__EXERCISE DETAILS__: Write out all entries word for word.

[Items listed in a dataset]
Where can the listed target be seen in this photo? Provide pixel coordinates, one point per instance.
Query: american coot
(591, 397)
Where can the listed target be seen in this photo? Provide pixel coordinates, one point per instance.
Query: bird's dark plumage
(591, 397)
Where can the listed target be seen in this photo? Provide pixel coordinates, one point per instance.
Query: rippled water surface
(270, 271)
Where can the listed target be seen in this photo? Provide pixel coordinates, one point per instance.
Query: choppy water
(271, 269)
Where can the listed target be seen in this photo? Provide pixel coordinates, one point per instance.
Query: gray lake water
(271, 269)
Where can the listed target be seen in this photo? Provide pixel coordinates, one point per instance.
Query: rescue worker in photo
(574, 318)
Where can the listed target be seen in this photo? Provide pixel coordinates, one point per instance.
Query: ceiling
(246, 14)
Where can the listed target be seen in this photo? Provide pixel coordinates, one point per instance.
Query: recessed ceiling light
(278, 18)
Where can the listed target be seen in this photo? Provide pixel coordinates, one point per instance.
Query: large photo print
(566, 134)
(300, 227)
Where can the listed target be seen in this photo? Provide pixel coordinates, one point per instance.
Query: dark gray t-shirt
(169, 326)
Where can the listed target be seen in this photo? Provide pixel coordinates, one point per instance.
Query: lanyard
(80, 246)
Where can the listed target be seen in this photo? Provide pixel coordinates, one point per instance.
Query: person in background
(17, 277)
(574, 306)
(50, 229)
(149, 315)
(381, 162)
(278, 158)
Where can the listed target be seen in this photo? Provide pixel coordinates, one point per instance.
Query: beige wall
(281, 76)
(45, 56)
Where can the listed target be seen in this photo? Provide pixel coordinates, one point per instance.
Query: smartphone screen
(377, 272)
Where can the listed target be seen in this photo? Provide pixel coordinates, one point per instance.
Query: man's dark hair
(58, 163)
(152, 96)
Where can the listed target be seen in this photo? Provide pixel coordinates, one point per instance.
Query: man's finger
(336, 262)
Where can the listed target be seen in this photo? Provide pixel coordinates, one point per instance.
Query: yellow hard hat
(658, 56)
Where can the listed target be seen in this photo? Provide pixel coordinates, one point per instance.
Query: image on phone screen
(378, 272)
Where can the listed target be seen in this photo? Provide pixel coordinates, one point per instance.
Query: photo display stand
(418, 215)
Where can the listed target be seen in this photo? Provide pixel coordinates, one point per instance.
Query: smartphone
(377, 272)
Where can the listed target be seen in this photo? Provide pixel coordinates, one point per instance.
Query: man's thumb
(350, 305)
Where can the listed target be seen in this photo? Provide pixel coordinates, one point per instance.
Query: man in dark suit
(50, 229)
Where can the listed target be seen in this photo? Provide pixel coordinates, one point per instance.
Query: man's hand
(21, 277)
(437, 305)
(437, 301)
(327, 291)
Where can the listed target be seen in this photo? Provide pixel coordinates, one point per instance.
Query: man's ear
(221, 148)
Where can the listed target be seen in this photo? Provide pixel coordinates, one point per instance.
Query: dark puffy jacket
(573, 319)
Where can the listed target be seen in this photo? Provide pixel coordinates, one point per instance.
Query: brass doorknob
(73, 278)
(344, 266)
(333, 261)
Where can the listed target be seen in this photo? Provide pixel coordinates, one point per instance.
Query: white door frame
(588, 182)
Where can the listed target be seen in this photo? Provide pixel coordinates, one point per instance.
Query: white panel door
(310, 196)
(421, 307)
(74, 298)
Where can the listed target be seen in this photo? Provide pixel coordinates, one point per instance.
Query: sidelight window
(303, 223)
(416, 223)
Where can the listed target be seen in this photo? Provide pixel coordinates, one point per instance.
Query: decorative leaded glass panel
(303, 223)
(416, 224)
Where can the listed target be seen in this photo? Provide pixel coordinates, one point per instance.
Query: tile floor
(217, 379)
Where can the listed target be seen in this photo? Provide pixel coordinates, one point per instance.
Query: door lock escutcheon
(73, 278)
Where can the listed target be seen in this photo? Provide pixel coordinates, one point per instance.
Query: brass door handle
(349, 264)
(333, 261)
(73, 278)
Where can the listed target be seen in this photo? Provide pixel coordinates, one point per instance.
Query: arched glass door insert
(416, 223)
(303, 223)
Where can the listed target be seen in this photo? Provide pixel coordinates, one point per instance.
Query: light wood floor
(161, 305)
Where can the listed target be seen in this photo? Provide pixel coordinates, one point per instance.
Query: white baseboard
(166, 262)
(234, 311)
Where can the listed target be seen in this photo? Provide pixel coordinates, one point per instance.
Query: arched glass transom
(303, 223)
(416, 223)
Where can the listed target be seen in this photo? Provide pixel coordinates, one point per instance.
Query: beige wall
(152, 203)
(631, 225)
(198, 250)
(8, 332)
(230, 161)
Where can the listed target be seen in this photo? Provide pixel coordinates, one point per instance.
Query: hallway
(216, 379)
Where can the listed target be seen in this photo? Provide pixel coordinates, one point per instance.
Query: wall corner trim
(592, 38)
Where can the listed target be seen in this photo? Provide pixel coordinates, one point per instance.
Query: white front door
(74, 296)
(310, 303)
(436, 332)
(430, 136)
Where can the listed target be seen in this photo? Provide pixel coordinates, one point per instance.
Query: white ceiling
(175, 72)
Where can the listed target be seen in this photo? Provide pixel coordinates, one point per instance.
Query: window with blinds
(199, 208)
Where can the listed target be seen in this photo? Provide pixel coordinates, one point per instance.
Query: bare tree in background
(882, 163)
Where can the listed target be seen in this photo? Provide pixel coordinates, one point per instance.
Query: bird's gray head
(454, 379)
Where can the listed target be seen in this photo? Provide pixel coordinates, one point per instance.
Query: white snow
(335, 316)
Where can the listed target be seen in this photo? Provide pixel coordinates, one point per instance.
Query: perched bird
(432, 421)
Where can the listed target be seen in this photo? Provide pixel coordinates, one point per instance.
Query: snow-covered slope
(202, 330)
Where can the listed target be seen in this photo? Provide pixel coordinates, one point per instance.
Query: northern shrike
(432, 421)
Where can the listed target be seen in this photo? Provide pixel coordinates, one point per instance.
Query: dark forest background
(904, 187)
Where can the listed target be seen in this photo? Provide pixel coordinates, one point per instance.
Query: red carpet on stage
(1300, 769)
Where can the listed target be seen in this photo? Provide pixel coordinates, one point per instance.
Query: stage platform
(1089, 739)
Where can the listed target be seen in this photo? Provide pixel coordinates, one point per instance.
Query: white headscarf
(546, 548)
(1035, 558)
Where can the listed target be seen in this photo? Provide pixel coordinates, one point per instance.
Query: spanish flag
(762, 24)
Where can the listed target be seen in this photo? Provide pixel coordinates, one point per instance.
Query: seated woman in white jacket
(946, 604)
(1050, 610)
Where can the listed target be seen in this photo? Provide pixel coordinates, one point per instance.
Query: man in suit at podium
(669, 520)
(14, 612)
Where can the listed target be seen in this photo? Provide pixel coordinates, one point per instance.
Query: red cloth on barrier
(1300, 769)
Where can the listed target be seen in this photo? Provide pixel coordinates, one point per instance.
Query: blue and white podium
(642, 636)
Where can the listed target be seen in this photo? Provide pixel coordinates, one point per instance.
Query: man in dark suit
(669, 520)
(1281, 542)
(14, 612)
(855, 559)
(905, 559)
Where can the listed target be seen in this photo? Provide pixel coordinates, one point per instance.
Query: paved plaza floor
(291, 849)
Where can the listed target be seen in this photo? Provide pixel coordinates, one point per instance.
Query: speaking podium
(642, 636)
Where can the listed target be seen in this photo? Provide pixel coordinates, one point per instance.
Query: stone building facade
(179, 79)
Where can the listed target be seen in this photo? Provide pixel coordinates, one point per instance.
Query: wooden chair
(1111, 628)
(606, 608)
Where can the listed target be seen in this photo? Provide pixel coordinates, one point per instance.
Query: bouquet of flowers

__CORRECT OUTPUT__:
Where can the listed target be seen in this photo? Provide pixel coordinates, one point per instance.
Query: american coot
(591, 397)
Where can the listed target be seen in this photo? Provide pixel coordinates, one point per instance.
Query: bird's dark plumage
(591, 397)
Where can the listed target be seen in this photo? Provide pixel coordinates, one point per instance.
Query: rippled water surface
(270, 271)
Where can the listed target be seen in this photo? Provide pixel coordinates, one point per instance.
Query: choppy water
(271, 269)
Where can the listed target be seen in this photo? Provide pixel coordinates, one point per instance.
Query: gray lake water
(271, 269)
Where can the listed target be seen in this photo? Provide pixel coordinates, one point per instance.
Query: rescue worker in photo
(574, 318)
Where can the listed target be seen in this photo? Provide pixel coordinates, one point per instance.
Query: ceiling
(246, 14)
Where can the listed target be seen in this photo? Provide pixel coordinates, one point per instance.
Query: recessed ceiling light
(278, 18)
Where can the listed target be seen in this photo? Provide pixel coordinates, one point per instance.
Query: large photo print
(566, 134)
(300, 227)
Where can the listed target be seen in this photo? Provide pixel coordinates, one point per instance.
Query: dark gray t-shirt
(169, 326)
Where can the listed target be seen in this photo? Provide pixel coordinates, one point per instance.
Query: lanyard
(80, 246)
Where can the listed target be seen in this photo? Provide pixel coordinates, one point per instance.
Query: person in background
(17, 277)
(574, 306)
(50, 229)
(149, 315)
(381, 162)
(278, 158)
Where can the listed target be seen in this photo? Provide pixel coordinates, one point per instance.
Query: beige wall
(281, 76)
(45, 56)
Where can the listed target be seen in this photo? Provide pixel coordinates, one point per instance.
Query: smartphone screen
(377, 272)
Where can the listed target be seen in this photo? Provide pixel coordinates, one point per instance.
Query: man's dark hair
(58, 163)
(152, 96)
Where can the listed target be seen in this photo? Provide pixel coordinates, one point per instance.
Query: man's finger
(336, 262)
Where can the listed target be seen in this photo? Provide pixel coordinates, one point per instance.
Query: yellow hard hat
(658, 56)
Where can the listed target be seen in this photo? Provide pixel coordinates, one point per instance.
Query: image on phone screen
(378, 272)
Where can the listed target be seen in this photo? Provide pixel coordinates, one point per instance.
Query: photo display stand
(418, 215)
Where can the listed target be seen in this photo? Provide pixel coordinates, one point per instance.
Query: smartphone
(377, 272)
Where can the listed target be seen in this photo? Provide pixel coordinates, one point per instance.
Query: man's thumb
(350, 305)
Where can the listed target be seen in this photo? Provide pixel coordinates, one point per instance.
Query: man in dark suit
(50, 229)
Where can the listed target be seen in this photo? Provide pixel coordinates, one point per instance.
Query: man's hand
(21, 277)
(437, 305)
(437, 301)
(327, 291)
Where can the listed target be seen in this photo? Provide pixel coordinates, one point per instance.
Query: man's ear
(221, 148)
Where can the listed target be seen in this photo? Provide pixel coordinates, one point per instance.
Query: dark puffy jacket
(573, 319)
Where can the listed target be seen in this photo? Provide pixel coordinates, one point per instance.
Query: brass doorknob
(73, 278)
(344, 266)
(333, 261)
Where can the listed target be seen in this photo? Provide pixel coordinates, one point per instance.
Query: white door frame
(588, 182)
Where can the listed target be seen in this photo? Provide pixel coordinates, one point per instance.
Query: white panel door
(310, 196)
(421, 307)
(74, 298)
Where can the listed target be seen in this photo? Provide pixel coordinates, one point per instance.
Query: sidelight window
(303, 223)
(416, 223)
Where can the listed target be seen in this photo? Provide pixel coordinates, one point per instance.
Query: decorative leaded glass panel
(303, 223)
(416, 224)
Where can the listed target be seen in this photo? Provide pixel coordinates, one point per instance.
Query: tile floor
(217, 379)
Where can the listed target be seen in this photo? Provide pixel coordinates, one point per instance.
Query: door lock escutcheon
(73, 278)
Where can the listed target be seen in this photo? Provide pixel coordinates, one point per instance.
Query: brass door handle
(349, 264)
(333, 261)
(73, 278)
Where can the listed target be seen in this photo? Provide pixel coordinates, one point per instance.
Query: arched glass door insert
(416, 223)
(303, 223)
Where can the listed target be seen in this photo? Provide pixel coordinates, one point per instance.
Query: light wood floor
(161, 305)
Where can the listed target be seen in this photo? Provide pixel coordinates, one point per instance.
Query: white baseboard
(166, 262)
(234, 311)
Where can the listed target be seen in this photo? Provide pixel coordinates, one point per instance.
Query: arched glass transom
(303, 223)
(416, 223)
Where can the listed target be seen in this photo? Provide pixel coordinates, one point per instance.
Query: beige wall
(152, 203)
(631, 225)
(198, 250)
(8, 332)
(230, 161)
Where can the listed target be seen in this photo? Provide pixel coordinates, one point per instance.
Query: hallway
(216, 379)
Where can the listed target be seen in this photo? Provide pixel coordinates, one point per instance.
Query: wall corner trim
(592, 38)
Where can the listed target be seen in this photo? Provide pixel coordinates, one point per instance.
Query: white front door
(74, 296)
(310, 303)
(436, 332)
(430, 136)
Where can the listed target be seen in this photo? Provide pixel coordinates, one point per instance.
Query: white ceiling
(175, 72)
Where can the listed target be seen in this photo? Provide pixel coordinates, one point per instance.
Query: window with blinds
(199, 208)
Where can the listed target be seen in this photo? Provide pixel coordinates, one point per instance.
Query: bare tree in background
(882, 163)
Where can the listed target be seen in this photo? Provide pixel coordinates, one point per instance.
Query: bird's gray head
(454, 379)
Where can the listed target be seen in this photo? Provide pixel coordinates, one point per instance.
Query: white snow
(335, 316)
Where can the listed target be seen in this photo? Provide pixel coordinates, one point per instance.
Query: perched bird
(432, 421)
Where can the listed target be seen in this photo? Provide pixel coordinates, one point per instance.
Query: snow-covered slope
(202, 330)
Where can the listed target be seen in this photo? Provide pixel coordinates, one point per instance.
Query: northern shrike
(432, 421)
Where can the listed target be seen in this photo? Provide pixel coordinates, one point per instance.
Query: dark forest background
(904, 187)
Where can the listed target be seen in this photo? Provide pixel coordinates, one point per instance.
Query: red carpet on stage
(1300, 769)
Where can the listed target be seen in this photo? Provide pixel coordinates, one point per instance.
Query: stage platform
(1089, 739)
Where can the listed target be seen in this photo? Provide pixel coordinates, one point per instance.
Query: white headscarf
(546, 548)
(1035, 558)
Where can the listed target be seen in this photo? Provide pixel coordinates, one point per instance.
Query: spanish flag
(762, 24)
Where can the listed target be seen in this photo? Provide pixel coordinates, one point per instance.
Query: seated woman in white jacket
(946, 604)
(1050, 610)
Where can the listed target be seen in this photo? Provide pixel coordinates, one point per instance.
Query: man in suit at podium
(669, 520)
(14, 612)
Where can the listed target be seen in this photo? Provide pixel coordinates, one point per instance.
Query: red cloth on barrier
(1300, 769)
Where can the listed target be seen in this photo? Provide pixel coordinates, one point per instance.
Query: blue and white podium
(642, 636)
Where can the listed target be seen in this photo? Provide pixel coordinates, one point per instance.
Query: man in dark suit
(669, 520)
(1281, 542)
(14, 612)
(855, 559)
(905, 559)
Where can the listed target be seen in this photo? Provide pixel coordinates, one point per instance.
Query: paved plaza floor
(291, 849)
Where can the listed target be seen in this photo? Provide pixel coordinates, one point per instance.
Query: speaking podium
(642, 636)
Where can the listed target be seen in this photo? Provide pixel coordinates, one point per instance.
Query: stone building facade
(179, 79)
Where can the listed target be seen in this photo? Provide pixel coordinates, one point per instance.
Query: wooden chair
(1111, 628)
(606, 608)
Where can the listed target be seen in this photo? Provide pixel coordinates, one point per instance.
Query: bouquet of flowers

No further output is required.